| Enunciado 1 |
Localize e copie todas as linhas abaixo que contêm a sequência "stem", diferenciando maiúsculas de minúsculas.

| Texto para leitura |

#####

O empresário Jacob Barata Filho chega à Justiça Federal para prestar depoimento Gustavo Miranda / Agência O Globo
RIO — Em depoimento à Justiça Federal nesta sexta-feira, o empresário Jacob Barata Filho, conhecido como "Rei do ônibus", admitiu pela primeira vez que os donos de empresas de transportes contribuíam para o caixa dois da Fetranspor com a finalidade de pagar agentes políticos. Segundo ele, a captação desses recursos começou há aproximadamente 20 anos, e o objetivo era contribuir com campanhas eleitorais. O ex-presidente da Fetranspor Lélis Teixeira também prestou depoimento hoje e admitiu a "caixinha" da federação.
Barata Filho não usou a palavra propina para se referir aos pagamentos, que ocorreram, segundo o Ministério Público Federal (MPF), inclusive em anos não eleitorais. Ele disse que não poderia afirmar se houve pagamentos ilícitos, porque quem administrava o caixa e era o responsável pela interlocução com os políticos era o empresário José Carlos Lavouras, que presidia o conselho de administração da Fetranspor. De acordo com Barata Filho, Lavouras tinha toda autonomia.
O empresário afirmou ainda que, depois de 2009, a contribuição dos donos das empresas para o caixa dois da Fetranspor chegava a R$ 6 milhões por mês. Ele disse que não sabia como era a liberação desses recursos para os políticos, se eram em época de campanha ou não. Ele citou que houve repasse de recursos para o presidente afastado da Assembleia Legislativa do Rio (Alerj), Jorge Picciani, e o ex-presidente da Casa Paulo Melo.
— Realmente existia um caixa gerado pela Fetranspor para pagamentos a agentes públicos no sentido de tentar melhorar o sistema de transportes — disse Barata Filho.
O juiz Marcelo Bretas pediu que o empresário explicasse melhor a declaração. Barata Filho afirmou, então, que "existe um pensamento o que é bom para a empresa não é bom para o usuário" ou vice-versa e "é justamente o contrário".

#####

| As linhas |

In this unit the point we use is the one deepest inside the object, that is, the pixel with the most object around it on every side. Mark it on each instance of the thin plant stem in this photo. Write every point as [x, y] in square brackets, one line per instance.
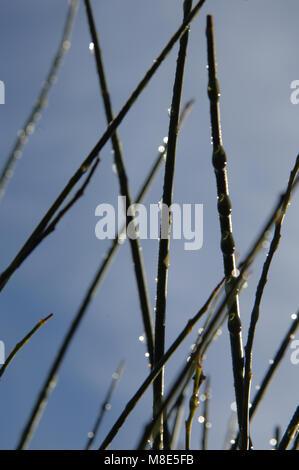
[51, 227]
[19, 345]
[271, 371]
[292, 183]
[274, 365]
[180, 408]
[224, 210]
[277, 433]
[29, 245]
[105, 406]
[296, 442]
[207, 394]
[137, 396]
[41, 102]
[163, 258]
[243, 267]
[45, 391]
[124, 190]
[244, 437]
[193, 403]
[290, 432]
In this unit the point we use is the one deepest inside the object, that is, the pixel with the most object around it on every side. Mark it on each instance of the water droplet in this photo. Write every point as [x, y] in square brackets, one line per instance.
[17, 154]
[30, 129]
[233, 406]
[66, 45]
[265, 244]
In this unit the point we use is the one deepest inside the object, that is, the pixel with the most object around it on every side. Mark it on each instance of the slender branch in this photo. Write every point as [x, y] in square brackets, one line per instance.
[29, 245]
[179, 407]
[274, 365]
[19, 345]
[270, 372]
[163, 260]
[125, 191]
[224, 210]
[296, 442]
[41, 101]
[193, 403]
[105, 406]
[292, 428]
[91, 292]
[51, 227]
[134, 400]
[244, 438]
[244, 265]
[207, 394]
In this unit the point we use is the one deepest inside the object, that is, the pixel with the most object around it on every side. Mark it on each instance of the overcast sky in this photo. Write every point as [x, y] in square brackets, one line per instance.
[257, 56]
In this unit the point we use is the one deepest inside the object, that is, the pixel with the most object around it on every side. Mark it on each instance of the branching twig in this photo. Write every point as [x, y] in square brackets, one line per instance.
[41, 102]
[193, 403]
[270, 372]
[125, 191]
[224, 209]
[292, 428]
[29, 245]
[46, 388]
[21, 343]
[244, 438]
[163, 259]
[244, 265]
[134, 400]
[115, 379]
[207, 394]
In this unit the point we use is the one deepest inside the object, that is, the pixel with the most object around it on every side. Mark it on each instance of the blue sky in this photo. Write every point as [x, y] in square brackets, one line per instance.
[257, 61]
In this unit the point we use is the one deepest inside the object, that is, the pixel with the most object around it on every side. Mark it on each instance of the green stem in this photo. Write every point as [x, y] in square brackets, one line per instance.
[224, 210]
[124, 190]
[30, 244]
[163, 260]
[41, 101]
[22, 343]
[91, 292]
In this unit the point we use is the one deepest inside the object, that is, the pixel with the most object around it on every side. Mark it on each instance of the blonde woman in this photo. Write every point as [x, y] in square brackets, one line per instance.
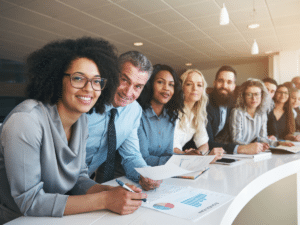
[192, 123]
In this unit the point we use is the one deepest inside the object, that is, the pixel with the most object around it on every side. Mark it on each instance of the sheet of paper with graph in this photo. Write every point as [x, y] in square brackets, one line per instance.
[185, 202]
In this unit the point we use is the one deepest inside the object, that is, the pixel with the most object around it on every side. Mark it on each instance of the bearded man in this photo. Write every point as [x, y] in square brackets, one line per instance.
[221, 102]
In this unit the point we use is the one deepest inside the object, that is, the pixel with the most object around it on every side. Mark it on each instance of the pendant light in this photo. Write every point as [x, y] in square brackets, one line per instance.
[224, 17]
[254, 49]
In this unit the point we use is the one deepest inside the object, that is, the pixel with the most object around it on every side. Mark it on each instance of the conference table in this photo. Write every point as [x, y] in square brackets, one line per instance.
[242, 181]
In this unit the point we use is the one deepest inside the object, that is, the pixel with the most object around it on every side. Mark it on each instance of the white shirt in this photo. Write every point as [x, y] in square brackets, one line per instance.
[181, 137]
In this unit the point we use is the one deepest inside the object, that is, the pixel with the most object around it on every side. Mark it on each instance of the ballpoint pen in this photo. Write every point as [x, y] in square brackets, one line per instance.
[128, 188]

#####

| Enunciado 2 |
Extraia, sem qualquer alteração, o trecho da reportagem sobre o caixa dois da Fetranspor que se inicia com as palavras "Barata Filho não" e se encerra com "tinha toda autonomia.".

| Resposta 1 |
In this unit the point we use is the one deepest inside the object, that is, the pixel with the most object around it on every side. Mark it on each instance of the thin plant stem in this photo. Write every point as [x, y] in square brackets, one line per instance.
In this unit the point we use is the one deepest inside the object, that is, the pixel with the most object around it on every side. Mark it on each instance of the green stem in this photo. Write every point as [x, y] in square brackets, one line per instance.

| Resposta 2 |
Barata Filho não usou a palavra propina para se referir aos pagamentos, que ocorreram, segundo o Ministério Público Federal (MPF), inclusive em anos não eleitorais. Ele disse que não poderia afirmar se houve pagamentos ilícitos, porque quem administrava o caixa e era o responsável pela interlocução com os políticos era o empresário José Carlos Lavouras, que presidia o conselho de administração da Fetranspor. De acordo com Barata Filho, Lavouras tinha toda autonomia.